Weinbau oder Weinanbau bezeichnet die landwirtschaftliche Kultivierung von Weinreben zum Zwecke der Gewinnung von Wein. Die eigentliche Weinherstellung, als Winzerei bezeichnet, ist in der Praxis so gut wie immer eng mit dem Anbau verknüpft; nur in seltenen Fällen liegen Anbau und Weinerzeugung in komplett unterschiedlichen Händen. Die Wissenschaft von Weinbau und Weinerzeugung ist die Önologie.

Klima, Boden und Lage

Lage

Weinreben benötigen viel Sonneneinstrahlung, deswegen werden sie oft auf nach Süden ausgerichteten Weinbergen oder Rebbergen angebaut. Aber auch in der Ebene wird Weinbau in Weingärten (in Rheinhessen als Wingert, in Baden-Württemberg als Wengert bezeichnet) betrieben, insbesondere im Mittelmeerraum liefern auch die Ebenen qualitativ gute Weine in erheblichen Mengen.

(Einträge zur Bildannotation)
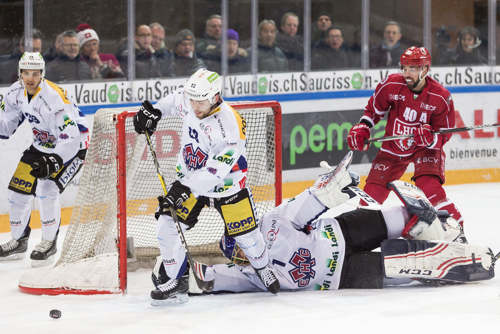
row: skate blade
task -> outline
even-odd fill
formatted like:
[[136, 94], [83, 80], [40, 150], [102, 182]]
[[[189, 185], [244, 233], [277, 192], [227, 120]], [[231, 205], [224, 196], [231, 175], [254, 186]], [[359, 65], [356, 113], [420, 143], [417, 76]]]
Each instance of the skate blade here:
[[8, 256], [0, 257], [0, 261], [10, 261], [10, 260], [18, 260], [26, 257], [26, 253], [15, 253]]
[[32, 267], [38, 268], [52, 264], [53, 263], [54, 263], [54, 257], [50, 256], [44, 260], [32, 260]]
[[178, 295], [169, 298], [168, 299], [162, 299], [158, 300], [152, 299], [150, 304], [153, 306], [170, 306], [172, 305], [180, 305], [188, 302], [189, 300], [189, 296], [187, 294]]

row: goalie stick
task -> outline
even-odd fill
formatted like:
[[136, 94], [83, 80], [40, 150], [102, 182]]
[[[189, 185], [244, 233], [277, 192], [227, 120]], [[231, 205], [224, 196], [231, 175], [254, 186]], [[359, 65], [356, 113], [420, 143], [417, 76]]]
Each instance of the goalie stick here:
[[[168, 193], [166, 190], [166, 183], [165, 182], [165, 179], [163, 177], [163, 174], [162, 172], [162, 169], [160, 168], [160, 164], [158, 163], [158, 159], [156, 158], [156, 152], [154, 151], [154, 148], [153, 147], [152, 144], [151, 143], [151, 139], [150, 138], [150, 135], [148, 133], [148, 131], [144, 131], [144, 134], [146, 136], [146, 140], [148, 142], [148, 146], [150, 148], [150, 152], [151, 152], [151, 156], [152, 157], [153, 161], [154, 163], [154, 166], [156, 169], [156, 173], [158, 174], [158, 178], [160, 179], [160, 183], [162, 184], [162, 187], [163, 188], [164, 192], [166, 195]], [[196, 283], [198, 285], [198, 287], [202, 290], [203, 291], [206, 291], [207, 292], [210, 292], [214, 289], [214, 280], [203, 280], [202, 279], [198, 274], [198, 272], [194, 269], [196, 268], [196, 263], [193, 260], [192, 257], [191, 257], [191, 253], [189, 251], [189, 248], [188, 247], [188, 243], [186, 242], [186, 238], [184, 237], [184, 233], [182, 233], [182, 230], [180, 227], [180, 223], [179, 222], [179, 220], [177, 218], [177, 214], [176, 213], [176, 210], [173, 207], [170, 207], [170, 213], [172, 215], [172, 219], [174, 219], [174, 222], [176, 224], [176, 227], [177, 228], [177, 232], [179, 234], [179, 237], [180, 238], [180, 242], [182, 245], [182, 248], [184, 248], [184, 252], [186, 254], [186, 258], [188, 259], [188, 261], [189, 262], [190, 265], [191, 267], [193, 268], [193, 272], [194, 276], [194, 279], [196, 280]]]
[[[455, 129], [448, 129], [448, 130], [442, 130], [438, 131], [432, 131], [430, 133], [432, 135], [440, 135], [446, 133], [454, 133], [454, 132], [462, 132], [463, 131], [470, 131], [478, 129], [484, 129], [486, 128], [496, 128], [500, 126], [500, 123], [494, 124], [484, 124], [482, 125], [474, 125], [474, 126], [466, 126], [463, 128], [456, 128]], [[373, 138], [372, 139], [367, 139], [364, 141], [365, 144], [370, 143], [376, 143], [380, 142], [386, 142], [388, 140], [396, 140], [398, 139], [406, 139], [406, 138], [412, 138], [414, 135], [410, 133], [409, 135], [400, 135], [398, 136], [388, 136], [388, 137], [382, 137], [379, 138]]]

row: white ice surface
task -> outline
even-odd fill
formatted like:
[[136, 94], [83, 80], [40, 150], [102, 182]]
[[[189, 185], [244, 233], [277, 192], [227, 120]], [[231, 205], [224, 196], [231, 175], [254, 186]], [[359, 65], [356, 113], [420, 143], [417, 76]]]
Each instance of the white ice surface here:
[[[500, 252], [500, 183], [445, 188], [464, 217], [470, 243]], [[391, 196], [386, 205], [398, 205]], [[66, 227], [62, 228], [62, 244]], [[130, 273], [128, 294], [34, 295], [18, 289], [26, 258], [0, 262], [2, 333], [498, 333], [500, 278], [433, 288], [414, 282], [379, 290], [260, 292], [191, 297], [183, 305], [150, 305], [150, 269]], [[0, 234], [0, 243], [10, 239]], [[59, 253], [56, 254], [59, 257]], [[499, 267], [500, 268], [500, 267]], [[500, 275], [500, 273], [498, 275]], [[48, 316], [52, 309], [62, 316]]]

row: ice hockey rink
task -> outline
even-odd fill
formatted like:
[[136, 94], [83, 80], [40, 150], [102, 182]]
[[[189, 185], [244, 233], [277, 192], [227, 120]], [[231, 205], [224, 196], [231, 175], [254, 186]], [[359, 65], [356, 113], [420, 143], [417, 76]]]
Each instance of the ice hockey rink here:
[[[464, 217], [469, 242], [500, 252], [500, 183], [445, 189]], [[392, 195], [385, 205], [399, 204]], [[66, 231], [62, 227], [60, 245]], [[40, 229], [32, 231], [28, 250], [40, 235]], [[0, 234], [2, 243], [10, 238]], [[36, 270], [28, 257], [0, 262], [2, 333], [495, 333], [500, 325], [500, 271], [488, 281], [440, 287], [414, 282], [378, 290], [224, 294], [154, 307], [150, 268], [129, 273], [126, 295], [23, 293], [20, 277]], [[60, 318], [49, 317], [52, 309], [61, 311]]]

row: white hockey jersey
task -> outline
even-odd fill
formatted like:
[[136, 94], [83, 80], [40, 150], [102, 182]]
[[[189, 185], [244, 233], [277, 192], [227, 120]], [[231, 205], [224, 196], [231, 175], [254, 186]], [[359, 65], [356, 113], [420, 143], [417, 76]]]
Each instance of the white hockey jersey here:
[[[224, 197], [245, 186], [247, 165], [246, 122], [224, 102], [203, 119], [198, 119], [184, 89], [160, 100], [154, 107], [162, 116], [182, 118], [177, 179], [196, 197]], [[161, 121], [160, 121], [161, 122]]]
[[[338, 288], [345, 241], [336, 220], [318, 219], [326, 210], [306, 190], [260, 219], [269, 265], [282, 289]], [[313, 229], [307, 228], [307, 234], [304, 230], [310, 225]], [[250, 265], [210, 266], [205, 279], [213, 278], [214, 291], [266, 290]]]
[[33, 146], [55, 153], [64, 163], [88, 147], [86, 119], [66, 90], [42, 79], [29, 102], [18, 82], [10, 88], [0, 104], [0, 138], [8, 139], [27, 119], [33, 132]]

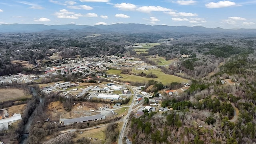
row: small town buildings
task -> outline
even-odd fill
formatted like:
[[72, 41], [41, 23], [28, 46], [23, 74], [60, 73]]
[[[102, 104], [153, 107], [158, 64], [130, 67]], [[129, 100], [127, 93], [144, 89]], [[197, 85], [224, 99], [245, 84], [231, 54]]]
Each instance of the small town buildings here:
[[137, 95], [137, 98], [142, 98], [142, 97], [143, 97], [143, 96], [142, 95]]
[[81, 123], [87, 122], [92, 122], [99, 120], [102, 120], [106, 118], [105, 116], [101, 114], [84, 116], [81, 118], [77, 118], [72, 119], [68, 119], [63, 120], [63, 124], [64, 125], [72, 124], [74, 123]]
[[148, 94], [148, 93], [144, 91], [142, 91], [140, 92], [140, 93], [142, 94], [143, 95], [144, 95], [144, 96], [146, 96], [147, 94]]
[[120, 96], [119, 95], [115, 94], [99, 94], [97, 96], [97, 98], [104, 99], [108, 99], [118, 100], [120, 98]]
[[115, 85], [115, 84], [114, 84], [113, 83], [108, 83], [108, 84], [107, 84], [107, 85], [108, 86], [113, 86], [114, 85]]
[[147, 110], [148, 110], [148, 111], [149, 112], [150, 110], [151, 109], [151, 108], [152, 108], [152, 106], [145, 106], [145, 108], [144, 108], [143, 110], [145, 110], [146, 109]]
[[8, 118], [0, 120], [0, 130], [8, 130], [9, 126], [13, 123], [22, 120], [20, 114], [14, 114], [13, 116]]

» **GESTELLTE AUFGABE**
Gib aus dem Text zum Weinbau den Abschnitt von „Weinreben benötigen viel“ bis einschließlich „in erheblichen Mengen.“ wieder und tausche dabei „Sonneneinstrahlung“ gegen „Sonnenlicht“ aus.

» **VOLLSTÄNDIGE AUSGABE**
Weinreben benötigen viel Sonnenlicht, deswegen werden sie oft auf nach Süden ausgerichteten Weinbergen oder Rebbergen angebaut. Aber auch in der Ebene wird Weinbau in Weingärten (in Rheinhessen als Wingert, in Baden-Württemberg als Wengert bezeichnet) betrieben, insbesondere im Mittelmeerraum liefern auch die Ebenen qualitativ gute Weine in erheblichen Mengen.